**WHAT TO PRODUCE**: Write out exactly the lines of the entries below, from the first through the line containing "Output format: each", and nothing beyond them.

********************

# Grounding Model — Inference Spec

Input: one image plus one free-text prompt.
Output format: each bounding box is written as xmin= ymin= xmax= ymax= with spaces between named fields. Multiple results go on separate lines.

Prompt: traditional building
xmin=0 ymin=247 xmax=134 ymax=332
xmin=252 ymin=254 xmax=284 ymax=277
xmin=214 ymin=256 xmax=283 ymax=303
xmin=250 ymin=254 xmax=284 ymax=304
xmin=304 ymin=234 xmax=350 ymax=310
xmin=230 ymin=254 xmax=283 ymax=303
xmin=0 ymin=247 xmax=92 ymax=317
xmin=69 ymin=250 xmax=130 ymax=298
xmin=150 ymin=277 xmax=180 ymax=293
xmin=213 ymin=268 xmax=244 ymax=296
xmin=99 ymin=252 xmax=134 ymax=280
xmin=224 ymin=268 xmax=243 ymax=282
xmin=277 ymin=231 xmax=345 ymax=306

********************

**RESULT**:
# Grounding Model — Inference Spec

Input: one image plus one free-text prompt.
Output format: each bounding box is written as xmin= ymin= xmax= ymax= with spaces between named fields. Multiple results go on separate lines.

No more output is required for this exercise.